Page text =>
·····
Figure 7ac shows the end-systolic myofibre stress distributions for the three cases. In case LDDMM, higher myofibre stress (f^(σf)^) can be found at both the endocardial and epicardial surfaces, especially in the LV side, while its distribution is less uniform compared with the two RBM cases. Figure 7df shows the strains along myofibre at end-systole. Strain distributions are similar in the two RBM cases, but the great difference is seen from the LDDMM case. The less uniform distributions of stress and strain in case LDDMM may be partially explained by much dispersed myofibre structures. The angle between the long-axis and the longitudinal axis at end-systole, defined in figure 7df, is largest in the LDDMM case (8.7°) and lowest in RMBuni (4.2°), also suggesting different deformed end-systolic shapes.

Figure 7.

Figure 7.

Myofibre stress and strain distributions at end-systole for cases LDDMM, RBM17 and RBMuni. The solid lines in (df) are the long-axis which links the LV basal centre and the LV apex, and the longitudinal axis is represented by the dash line passing the LV basal centre and perpendicular to the basal plane.
·····
Work request A => Please rewrite the paragraph of the page text that begins "Myofibre stress and strain distributions" as a short list, keeping its main facts.
Work request B => Return the part of the page text starting with "Myofibre stress and" and going on through "the basal plane.", copied word for word.
·····
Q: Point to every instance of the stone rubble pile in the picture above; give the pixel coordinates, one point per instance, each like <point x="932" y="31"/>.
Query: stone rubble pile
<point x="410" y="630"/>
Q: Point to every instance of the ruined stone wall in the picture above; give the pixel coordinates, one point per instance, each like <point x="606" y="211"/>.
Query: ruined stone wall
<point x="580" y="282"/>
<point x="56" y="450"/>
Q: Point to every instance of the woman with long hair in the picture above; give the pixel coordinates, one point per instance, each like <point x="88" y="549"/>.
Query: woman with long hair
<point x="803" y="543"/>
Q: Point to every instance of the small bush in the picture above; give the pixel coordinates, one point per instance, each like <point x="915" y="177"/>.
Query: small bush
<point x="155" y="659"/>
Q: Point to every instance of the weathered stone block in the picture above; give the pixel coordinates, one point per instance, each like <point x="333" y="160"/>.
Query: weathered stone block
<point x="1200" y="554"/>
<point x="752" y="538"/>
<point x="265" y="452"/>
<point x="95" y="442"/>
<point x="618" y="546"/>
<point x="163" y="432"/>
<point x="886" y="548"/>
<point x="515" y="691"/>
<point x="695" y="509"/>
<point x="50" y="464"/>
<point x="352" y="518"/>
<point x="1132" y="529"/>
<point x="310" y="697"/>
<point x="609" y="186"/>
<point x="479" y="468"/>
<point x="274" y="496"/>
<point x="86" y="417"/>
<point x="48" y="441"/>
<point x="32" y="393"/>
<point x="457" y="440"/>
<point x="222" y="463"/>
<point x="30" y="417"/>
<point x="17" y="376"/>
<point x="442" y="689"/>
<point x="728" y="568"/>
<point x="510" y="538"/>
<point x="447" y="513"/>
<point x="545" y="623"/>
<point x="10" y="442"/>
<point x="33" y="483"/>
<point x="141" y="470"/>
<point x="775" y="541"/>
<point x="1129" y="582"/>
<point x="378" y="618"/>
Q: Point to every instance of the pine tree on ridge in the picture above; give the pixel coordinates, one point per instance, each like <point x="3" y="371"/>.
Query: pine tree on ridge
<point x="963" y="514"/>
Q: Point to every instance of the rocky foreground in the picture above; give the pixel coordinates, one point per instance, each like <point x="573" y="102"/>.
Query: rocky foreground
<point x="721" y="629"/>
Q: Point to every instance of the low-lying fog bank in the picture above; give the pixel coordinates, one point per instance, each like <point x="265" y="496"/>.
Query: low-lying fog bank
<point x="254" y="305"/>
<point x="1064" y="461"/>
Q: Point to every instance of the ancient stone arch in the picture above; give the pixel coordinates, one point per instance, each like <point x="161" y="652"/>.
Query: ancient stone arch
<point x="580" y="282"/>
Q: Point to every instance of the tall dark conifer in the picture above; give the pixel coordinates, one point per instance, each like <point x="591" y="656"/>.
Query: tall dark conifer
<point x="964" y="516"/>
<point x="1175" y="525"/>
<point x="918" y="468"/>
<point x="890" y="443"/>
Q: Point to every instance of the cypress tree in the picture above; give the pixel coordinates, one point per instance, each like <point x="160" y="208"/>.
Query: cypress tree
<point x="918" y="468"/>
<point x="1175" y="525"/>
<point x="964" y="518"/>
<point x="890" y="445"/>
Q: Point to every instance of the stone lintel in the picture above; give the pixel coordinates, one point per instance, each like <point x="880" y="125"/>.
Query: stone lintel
·····
Solution A =>
- It shows myofibre stress and strain distributions at end-systole for cases LDDMM, RBM17 and RBMuni.
- In (df), the solid lines are the long-axis, which links the LV basal center and the LV apex.
- The longitudinal axis is the dashed line that passes the LV basal center and is perpendicular to the basal plane.

Solution B =>
Myofibre stress and strain distributions at end-systole for cases LDDMM, RBM17 and RBMuni. The solid lines in (df) are the long-axis which links the LV basal centre and the LV apex, and the longitudinal axis is represented by the dash line passing the LV basal centre and perpendicular to the basal plane.